[begin DATASET RECORDS]

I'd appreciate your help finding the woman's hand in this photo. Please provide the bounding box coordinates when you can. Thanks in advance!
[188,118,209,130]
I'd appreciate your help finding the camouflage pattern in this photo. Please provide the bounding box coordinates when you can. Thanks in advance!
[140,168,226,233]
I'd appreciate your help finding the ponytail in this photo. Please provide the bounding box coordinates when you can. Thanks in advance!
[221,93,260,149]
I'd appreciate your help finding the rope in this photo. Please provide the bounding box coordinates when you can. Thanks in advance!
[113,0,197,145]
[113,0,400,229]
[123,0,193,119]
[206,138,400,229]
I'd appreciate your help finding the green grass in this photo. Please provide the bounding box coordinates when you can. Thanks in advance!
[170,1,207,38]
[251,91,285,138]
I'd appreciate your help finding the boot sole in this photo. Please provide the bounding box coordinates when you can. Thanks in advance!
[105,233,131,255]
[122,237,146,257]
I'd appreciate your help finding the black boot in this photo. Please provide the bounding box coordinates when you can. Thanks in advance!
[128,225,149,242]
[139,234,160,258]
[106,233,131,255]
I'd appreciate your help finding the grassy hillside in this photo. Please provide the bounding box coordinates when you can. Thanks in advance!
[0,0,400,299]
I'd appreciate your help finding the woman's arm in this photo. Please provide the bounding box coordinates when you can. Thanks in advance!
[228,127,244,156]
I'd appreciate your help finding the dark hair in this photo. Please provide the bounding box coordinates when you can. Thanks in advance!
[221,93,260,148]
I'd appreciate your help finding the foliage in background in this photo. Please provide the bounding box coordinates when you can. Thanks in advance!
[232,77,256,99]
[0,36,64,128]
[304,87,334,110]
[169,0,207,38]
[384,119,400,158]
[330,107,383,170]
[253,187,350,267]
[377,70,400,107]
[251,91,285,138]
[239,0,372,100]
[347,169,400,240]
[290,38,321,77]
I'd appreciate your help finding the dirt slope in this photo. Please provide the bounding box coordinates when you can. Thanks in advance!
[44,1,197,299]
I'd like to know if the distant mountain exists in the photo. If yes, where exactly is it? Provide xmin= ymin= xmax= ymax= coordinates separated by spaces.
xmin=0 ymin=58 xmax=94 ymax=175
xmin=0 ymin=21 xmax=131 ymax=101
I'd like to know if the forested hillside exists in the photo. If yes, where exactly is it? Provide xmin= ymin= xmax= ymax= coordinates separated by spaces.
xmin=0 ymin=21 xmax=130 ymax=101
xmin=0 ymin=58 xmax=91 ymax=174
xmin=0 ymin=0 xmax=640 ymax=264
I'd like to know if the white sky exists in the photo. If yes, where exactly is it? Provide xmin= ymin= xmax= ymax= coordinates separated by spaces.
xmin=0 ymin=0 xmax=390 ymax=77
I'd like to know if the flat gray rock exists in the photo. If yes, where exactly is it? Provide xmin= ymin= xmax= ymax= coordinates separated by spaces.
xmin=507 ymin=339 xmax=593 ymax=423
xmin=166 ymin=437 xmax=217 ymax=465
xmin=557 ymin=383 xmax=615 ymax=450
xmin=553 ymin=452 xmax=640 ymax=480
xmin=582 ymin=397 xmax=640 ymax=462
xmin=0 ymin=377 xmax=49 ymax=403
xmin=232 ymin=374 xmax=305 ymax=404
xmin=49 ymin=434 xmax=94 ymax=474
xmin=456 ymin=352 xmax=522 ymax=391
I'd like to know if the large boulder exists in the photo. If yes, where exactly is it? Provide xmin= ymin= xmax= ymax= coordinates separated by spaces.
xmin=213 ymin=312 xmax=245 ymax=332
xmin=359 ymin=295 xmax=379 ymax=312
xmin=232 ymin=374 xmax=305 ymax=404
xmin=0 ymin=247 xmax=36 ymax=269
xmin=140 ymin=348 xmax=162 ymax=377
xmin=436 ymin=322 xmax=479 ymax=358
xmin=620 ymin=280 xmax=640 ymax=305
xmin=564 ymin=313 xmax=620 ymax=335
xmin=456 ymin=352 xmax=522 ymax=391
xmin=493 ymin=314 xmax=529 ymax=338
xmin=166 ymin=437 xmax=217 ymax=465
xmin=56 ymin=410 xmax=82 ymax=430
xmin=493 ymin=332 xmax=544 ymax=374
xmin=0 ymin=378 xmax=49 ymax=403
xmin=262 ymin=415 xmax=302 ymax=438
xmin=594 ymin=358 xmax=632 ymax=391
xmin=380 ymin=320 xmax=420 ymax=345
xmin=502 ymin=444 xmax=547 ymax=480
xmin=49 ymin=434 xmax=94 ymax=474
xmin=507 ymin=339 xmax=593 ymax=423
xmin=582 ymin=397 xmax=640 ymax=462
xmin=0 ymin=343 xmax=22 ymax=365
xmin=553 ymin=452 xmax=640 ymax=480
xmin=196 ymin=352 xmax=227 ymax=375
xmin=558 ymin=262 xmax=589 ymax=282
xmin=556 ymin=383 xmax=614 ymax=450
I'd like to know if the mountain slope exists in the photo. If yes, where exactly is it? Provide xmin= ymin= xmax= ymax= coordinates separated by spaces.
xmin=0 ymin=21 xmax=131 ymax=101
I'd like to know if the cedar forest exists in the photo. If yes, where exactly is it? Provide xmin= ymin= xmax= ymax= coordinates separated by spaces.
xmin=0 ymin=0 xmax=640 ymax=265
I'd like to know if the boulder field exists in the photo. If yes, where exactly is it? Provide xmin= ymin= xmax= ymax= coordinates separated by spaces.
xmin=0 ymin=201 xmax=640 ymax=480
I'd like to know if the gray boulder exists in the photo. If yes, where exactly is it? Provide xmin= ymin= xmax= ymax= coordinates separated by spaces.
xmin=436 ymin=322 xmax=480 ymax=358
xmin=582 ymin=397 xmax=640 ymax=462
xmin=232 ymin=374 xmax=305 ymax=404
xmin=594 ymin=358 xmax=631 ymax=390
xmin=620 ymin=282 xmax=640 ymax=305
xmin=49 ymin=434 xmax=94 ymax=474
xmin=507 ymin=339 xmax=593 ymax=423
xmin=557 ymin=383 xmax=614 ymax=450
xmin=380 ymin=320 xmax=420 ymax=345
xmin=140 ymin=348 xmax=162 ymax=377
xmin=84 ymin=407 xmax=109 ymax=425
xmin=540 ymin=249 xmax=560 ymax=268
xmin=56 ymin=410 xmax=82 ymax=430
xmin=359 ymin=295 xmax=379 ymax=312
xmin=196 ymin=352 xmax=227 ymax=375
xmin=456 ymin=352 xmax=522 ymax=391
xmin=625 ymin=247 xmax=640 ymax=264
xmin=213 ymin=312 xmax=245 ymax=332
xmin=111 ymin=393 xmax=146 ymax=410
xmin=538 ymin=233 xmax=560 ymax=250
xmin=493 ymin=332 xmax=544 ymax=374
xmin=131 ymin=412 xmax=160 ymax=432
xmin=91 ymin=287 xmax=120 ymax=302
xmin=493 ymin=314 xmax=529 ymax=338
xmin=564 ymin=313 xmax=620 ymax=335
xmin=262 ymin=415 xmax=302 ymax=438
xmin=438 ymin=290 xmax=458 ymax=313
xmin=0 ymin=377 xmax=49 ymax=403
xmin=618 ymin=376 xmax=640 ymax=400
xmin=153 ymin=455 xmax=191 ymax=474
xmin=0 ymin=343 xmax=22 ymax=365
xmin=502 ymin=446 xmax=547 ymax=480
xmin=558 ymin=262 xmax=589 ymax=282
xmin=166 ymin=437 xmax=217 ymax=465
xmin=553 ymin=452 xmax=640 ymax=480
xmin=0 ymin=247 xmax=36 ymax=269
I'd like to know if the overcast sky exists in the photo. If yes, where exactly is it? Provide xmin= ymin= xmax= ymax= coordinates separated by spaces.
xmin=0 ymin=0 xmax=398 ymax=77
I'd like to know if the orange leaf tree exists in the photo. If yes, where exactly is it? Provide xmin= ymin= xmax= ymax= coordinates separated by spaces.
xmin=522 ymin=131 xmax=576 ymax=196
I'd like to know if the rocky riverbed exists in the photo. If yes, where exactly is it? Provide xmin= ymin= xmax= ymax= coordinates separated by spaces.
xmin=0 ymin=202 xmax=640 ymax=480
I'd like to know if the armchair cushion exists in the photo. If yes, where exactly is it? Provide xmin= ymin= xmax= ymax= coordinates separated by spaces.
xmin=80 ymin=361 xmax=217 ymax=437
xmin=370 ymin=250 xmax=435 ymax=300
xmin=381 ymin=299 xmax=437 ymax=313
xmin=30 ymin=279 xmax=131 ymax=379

[end DATASET RECORDS]

REQUEST:
Copy the listing again, starting with its first line and going on through the line with "[0,0,400,299]", but swap "black boot" for "brown boot" and keep everything else the same.

TASK RESPONSE:
I'd appreciate your help finding the woman's hand in this photo. Please provide the bounding box coordinates when you can. Thanks in advance!
[188,118,209,130]
I'd appreciate your help finding the camouflage pattern in this photo. Please provide the bounding box coordinates when you can. Thanks in advance!
[140,168,226,233]
I'd appreciate your help finding the ponytail in this photo. Please provide the bounding box coordinates when you can. Thanks in advance!
[221,93,260,149]
I'd appreciate your help finding the rope in this photo. Please provide the bounding box coordinates when you can. Thanks in advance!
[113,0,197,145]
[113,0,400,229]
[123,0,193,119]
[206,138,400,229]
I'd appreciate your help finding the green grass in this photo. Please provide the bounding box coordinates when you can. Thanks in advance!
[170,1,207,38]
[251,91,285,138]
I'd appreciate your help finding the boot sole in this photo. Please provide the bounding box coordinates when you can. Thanks in advance!
[105,233,131,255]
[122,237,146,257]
I'd appreciate your help finding the brown boot in this photo. Please provide the bounding box coordinates when you can. Thanks in advance!
[128,225,149,242]
[139,234,160,258]
[106,233,131,255]
I'd appreciate your help finding the grassy hillside in this photo. Please provide the bounding box coordinates when you can. Thanks in advance!
[0,0,400,299]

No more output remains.